QUESTÃO A RESOLVER:
Responda com base no texto sobre o impacto nos transportes:
1. Qual justificativa os motoristas dão para ficarem mais seletivos com as corridas?
2. Quais empresas do setor anunciaram reajustes no valor pago por quilômetro rodado?
3. Que idade tem o motorista Gutemberg?

TEXTO APRESENTADO:
Impacto nos transportes
Se já era difícil pegar um Uber quando necessário, com os aumentos a situação piora. Além das pessoas que utilizam o carro para lazer e passeio, os usuários de aplicativos de transporte privado urbano também serão afetados pelo reajuste da Petrobras. A alta nos combustíveis e outras questões está fazendo com que os motoristas de transportes por aplicativos fiquem mais seletivos às corridas que decidem fazer. A justificativa é que o trecho da viagem acaba não compensando o gasto do combustível.
Motoristas de transporte por aplicativo declaram que os reajustes anunciados pelas principais empresas do setor (Uber e 99) no valor pago por quilômetro rodado são insuficientes para cobrir a alta de custo provocada pelo aumento do combustível. De acordo com o motorista por aplicativo Gutemberg, de 25 anos, o aumento tem impactado no bolso de todo brasileiro de classe média-baixa e destaca que esse peso diz respeito às más decisões políticas e governamentais com relação aos combustíveis.
“O Brasil tem capacidade o suficiente para fabricar, produzir, extrair e refinar muito mais do que precisa e, mesmo assim, segue pagando um valor muito alto e isso prejudica também prejudica os bens de consumo. Isso funciona em cadeia. Estamos precisando de verdade que alguém olhe por nós sem um interesse por trás, mas que realmente olhe para a necessidade do povo e colocar a grande estatal do país para cumprir com a razão social dela”
, destacou Gutemberg.

DADOS FORNECIDOS:
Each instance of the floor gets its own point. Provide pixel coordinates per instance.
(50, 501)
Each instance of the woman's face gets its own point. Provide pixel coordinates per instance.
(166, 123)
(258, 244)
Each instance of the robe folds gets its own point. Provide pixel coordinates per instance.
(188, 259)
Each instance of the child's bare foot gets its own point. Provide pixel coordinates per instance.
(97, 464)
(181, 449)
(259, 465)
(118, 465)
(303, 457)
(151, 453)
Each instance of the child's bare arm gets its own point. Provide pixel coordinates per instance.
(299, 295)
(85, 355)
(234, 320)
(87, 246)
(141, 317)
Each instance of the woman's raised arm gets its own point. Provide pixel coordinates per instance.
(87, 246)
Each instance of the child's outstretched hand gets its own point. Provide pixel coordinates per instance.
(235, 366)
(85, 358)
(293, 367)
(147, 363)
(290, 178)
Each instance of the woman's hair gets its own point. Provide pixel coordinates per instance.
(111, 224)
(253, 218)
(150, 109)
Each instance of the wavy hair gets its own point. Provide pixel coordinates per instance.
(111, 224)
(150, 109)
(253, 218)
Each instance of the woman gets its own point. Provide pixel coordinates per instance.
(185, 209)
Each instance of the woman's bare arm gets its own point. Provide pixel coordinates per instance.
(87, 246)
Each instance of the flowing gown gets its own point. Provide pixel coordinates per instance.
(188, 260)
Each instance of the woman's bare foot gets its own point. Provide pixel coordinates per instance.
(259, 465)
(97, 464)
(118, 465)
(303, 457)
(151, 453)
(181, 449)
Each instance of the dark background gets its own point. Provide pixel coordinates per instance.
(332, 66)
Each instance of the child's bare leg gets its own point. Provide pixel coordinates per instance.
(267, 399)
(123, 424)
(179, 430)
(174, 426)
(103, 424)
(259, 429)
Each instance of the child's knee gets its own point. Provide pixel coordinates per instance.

RESULTADO DO EXERCÍCIO:
1. O trecho da viagem acaba não compensando o gasto do combustível.
2. Uber e 99.
3. 25 anos.